───── Provided data ─────
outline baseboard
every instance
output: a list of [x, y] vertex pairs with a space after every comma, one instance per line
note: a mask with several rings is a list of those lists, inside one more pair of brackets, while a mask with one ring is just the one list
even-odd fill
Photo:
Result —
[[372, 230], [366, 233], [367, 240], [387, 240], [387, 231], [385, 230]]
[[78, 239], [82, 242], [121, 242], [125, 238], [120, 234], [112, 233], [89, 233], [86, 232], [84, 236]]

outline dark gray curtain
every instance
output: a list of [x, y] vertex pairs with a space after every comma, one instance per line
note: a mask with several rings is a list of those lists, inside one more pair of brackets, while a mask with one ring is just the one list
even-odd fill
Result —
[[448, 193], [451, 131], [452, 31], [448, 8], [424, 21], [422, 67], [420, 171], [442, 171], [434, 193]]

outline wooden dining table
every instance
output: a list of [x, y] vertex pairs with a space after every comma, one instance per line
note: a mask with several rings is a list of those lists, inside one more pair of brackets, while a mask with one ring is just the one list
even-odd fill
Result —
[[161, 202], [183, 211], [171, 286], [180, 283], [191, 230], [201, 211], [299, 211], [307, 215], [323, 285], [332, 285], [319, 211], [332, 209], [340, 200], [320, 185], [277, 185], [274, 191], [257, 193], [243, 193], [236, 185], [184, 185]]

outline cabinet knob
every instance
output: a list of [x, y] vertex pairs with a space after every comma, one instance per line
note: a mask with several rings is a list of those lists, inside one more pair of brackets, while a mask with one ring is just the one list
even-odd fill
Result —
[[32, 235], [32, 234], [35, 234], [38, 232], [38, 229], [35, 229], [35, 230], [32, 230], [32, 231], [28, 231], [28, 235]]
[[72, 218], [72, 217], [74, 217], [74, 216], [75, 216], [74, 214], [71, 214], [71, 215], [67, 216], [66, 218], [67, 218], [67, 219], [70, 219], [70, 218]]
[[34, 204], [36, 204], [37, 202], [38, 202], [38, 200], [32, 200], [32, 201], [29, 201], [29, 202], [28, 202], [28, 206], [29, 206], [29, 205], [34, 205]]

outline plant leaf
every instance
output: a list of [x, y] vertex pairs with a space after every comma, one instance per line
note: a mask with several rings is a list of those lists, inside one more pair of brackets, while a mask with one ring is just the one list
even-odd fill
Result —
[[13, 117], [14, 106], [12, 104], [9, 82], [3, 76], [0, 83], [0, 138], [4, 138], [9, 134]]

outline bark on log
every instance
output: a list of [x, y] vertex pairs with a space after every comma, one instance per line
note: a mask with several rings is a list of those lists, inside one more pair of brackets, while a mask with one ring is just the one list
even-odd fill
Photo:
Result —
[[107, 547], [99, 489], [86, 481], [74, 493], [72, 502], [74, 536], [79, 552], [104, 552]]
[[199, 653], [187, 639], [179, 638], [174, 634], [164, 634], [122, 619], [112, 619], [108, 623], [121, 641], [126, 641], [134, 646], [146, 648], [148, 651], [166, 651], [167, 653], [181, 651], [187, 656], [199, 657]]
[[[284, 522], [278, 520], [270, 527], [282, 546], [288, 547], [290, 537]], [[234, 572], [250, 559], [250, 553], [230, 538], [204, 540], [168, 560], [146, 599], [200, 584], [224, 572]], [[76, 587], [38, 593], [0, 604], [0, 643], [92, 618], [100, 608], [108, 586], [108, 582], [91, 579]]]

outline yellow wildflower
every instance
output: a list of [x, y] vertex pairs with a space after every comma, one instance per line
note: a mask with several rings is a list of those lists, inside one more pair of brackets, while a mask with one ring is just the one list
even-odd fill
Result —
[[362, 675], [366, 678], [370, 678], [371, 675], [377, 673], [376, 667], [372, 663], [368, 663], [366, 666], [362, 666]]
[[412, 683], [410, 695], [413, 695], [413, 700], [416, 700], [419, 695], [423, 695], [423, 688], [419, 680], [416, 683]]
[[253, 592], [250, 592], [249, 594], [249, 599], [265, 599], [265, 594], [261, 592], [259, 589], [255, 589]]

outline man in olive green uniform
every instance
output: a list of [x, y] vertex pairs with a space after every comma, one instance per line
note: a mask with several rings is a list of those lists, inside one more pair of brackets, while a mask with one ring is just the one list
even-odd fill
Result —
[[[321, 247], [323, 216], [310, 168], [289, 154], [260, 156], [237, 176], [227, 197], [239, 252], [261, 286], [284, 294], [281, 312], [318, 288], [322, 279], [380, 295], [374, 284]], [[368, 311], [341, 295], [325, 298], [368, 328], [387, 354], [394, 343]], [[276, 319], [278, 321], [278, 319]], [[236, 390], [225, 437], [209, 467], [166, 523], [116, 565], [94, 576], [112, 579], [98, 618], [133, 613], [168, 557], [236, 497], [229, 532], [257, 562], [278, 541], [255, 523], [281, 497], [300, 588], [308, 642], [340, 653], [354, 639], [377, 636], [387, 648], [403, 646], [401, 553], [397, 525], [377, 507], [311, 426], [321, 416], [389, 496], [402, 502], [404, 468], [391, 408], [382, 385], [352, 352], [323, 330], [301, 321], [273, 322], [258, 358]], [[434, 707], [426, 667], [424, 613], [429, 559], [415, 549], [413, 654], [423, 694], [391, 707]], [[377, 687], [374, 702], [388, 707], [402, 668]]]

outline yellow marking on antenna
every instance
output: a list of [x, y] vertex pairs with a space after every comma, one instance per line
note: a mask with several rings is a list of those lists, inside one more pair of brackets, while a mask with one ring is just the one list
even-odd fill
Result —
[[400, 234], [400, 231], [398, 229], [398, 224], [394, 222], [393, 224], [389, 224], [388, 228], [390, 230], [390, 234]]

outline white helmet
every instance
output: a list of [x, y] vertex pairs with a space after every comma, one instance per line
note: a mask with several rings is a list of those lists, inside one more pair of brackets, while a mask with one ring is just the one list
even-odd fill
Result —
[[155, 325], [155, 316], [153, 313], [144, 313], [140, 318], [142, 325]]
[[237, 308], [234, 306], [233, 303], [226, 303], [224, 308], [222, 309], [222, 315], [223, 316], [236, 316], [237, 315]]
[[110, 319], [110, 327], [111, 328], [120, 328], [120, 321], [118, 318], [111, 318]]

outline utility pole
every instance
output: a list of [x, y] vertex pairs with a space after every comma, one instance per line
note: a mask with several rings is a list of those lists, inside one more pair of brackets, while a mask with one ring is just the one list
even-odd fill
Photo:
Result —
─────
_Aim of the task_. A complete and exact reproduction of the data is needed.

_Task solution_.
outline baseboard
every instance
output: a list of [x, y] vertex pairs with a space after every comma, one instance per line
note: a mask with several rings is a list of those lists, inside one more pair of brackets, while a mask with one ring is just the one list
even-odd fill
Photo:
Result —
[[372, 230], [366, 233], [367, 240], [387, 240], [387, 231], [385, 230]]
[[78, 239], [82, 242], [121, 242], [125, 238], [120, 234], [112, 233], [89, 233], [86, 232], [84, 236]]

outline dark gray curtain
every instance
output: a list of [x, y] vertex pairs with a space after every comma, one instance per line
note: a mask with several rings is a list of those lists, inside one more pair of brackets, while a mask with one ring is just the one list
even-odd fill
Result —
[[448, 193], [451, 131], [452, 31], [448, 8], [424, 21], [422, 67], [420, 171], [442, 171], [434, 193]]

outline wooden dining table
every instance
output: a list of [x, y] vertex pairs with a space after every comma, one instance per line
note: a mask with several rings is a list of those lists, inside one more pair of brackets, while a mask with one ring is just the one list
even-odd fill
Result —
[[161, 202], [183, 211], [171, 286], [180, 283], [191, 230], [201, 211], [299, 211], [307, 215], [323, 285], [332, 285], [319, 211], [332, 209], [340, 200], [320, 185], [277, 185], [274, 191], [257, 193], [243, 193], [236, 185], [184, 185]]

outline cabinet knob
every instance
output: a list of [x, y] vertex pairs with a space after every comma, one instance per line
note: a mask with several rings is a list of those lists, inside one more pair of brackets, while a mask with one ring is just the one list
even-odd fill
Result —
[[32, 235], [32, 234], [35, 234], [38, 232], [38, 229], [35, 229], [35, 230], [32, 230], [32, 231], [28, 231], [28, 235]]
[[72, 218], [72, 217], [74, 217], [74, 216], [75, 216], [74, 214], [71, 214], [71, 215], [67, 216], [66, 218], [67, 218], [67, 219], [70, 219], [70, 218]]
[[34, 204], [36, 204], [37, 202], [38, 202], [38, 200], [32, 200], [32, 201], [29, 201], [29, 202], [28, 202], [28, 206], [29, 206], [29, 205], [34, 205]]

outline plant leaf
every instance
output: a list of [x, y] vertex pairs with a space after every comma, one instance per line
note: a mask with several rings is a list of those lists, inside one more pair of brackets, while a mask with one ring is just the one list
even-odd fill
Result —
[[13, 117], [14, 106], [12, 104], [9, 82], [3, 76], [0, 83], [0, 138], [4, 138], [9, 134]]

outline bark on log
every instance
output: a list of [x, y] vertex pairs with a space after every comma, one instance per line
note: a mask with several rings is a list of those lists, inside one more pair of brackets, while a mask with one ring is just the one list
even-odd fill
Photo:
Result —
[[107, 547], [99, 489], [86, 481], [74, 493], [72, 502], [74, 536], [79, 552], [104, 552]]
[[199, 653], [187, 639], [179, 638], [174, 634], [164, 634], [122, 619], [112, 619], [108, 623], [121, 641], [126, 641], [134, 646], [146, 648], [148, 651], [166, 651], [167, 653], [181, 651], [187, 656], [199, 657]]
[[[284, 522], [278, 520], [270, 527], [282, 546], [288, 547], [290, 537]], [[234, 572], [250, 559], [250, 553], [230, 538], [204, 540], [168, 560], [146, 599], [200, 584], [224, 572]], [[76, 587], [38, 593], [0, 604], [0, 643], [92, 618], [100, 608], [108, 586], [108, 582], [91, 579]]]

outline yellow wildflower
every instance
output: a list of [x, y] vertex pairs with a space after every comma, one instance per line
note: a mask with several rings is a list of those lists, inside one more pair of brackets, while a mask with one ring is just the one list
even-odd fill
Result —
[[362, 675], [366, 678], [370, 678], [371, 675], [377, 673], [376, 667], [372, 663], [368, 663], [366, 666], [362, 666]]
[[412, 683], [410, 695], [413, 695], [413, 700], [416, 700], [419, 695], [423, 695], [423, 688], [419, 680], [416, 683]]
[[253, 592], [250, 592], [249, 594], [249, 599], [265, 599], [265, 594], [261, 592], [259, 589], [255, 589]]

outline man in olive green uniform
every instance
output: a list of [x, y] vertex pairs with a space after every comma, one instance per line
note: a mask with several rings is a list of those lists, inside one more pair of brackets, while a mask with one ring is just the one list
even-odd fill
Result —
[[[321, 247], [323, 216], [310, 168], [289, 154], [260, 156], [237, 176], [227, 197], [239, 252], [261, 286], [284, 294], [281, 312], [318, 288], [322, 279], [380, 295], [374, 284]], [[368, 311], [341, 295], [325, 298], [368, 328], [387, 354], [394, 343]], [[276, 319], [278, 321], [278, 319]], [[236, 390], [225, 437], [209, 467], [166, 523], [116, 565], [94, 576], [112, 579], [98, 618], [133, 613], [168, 557], [236, 497], [229, 532], [257, 562], [278, 541], [255, 523], [281, 497], [300, 588], [308, 642], [340, 653], [354, 639], [377, 636], [387, 648], [403, 646], [401, 553], [397, 525], [377, 507], [311, 426], [321, 416], [389, 496], [402, 502], [404, 468], [391, 408], [382, 385], [352, 352], [323, 330], [301, 321], [273, 322], [258, 358]], [[434, 707], [426, 667], [424, 613], [429, 559], [415, 549], [413, 654], [423, 694], [391, 707]], [[377, 687], [374, 702], [388, 707], [402, 668]]]

outline yellow marking on antenna
every instance
output: a list of [x, y] vertex pairs with a space after every comma, one instance per line
note: a mask with several rings is a list of those lists, inside one more pair of brackets, while a mask with one ring is just the one list
even-odd fill
Result —
[[400, 234], [400, 231], [398, 229], [398, 224], [394, 222], [393, 224], [389, 224], [388, 228], [390, 230], [390, 234]]

outline white helmet
every instance
output: a list of [x, y] vertex pairs with a space after every comma, one instance per line
note: a mask with several rings is a list of those lists, inside one more pair of brackets, while a mask with one ring is just the one list
even-odd fill
Result —
[[155, 325], [155, 316], [153, 313], [144, 313], [140, 318], [142, 325]]
[[237, 308], [234, 306], [233, 303], [226, 303], [224, 308], [222, 309], [222, 315], [223, 316], [236, 316], [237, 315]]
[[110, 319], [110, 327], [111, 328], [120, 328], [120, 321], [118, 318], [111, 318]]

outline utility pole
every instance
output: a list of [x, y] vertex pairs with a space after every comma, one instance per line
note: a mask with several rings is a list of those lists, inside one more pair of brackets, while a mask with one ring is just the one list
even-odd fill
Photo:
Result —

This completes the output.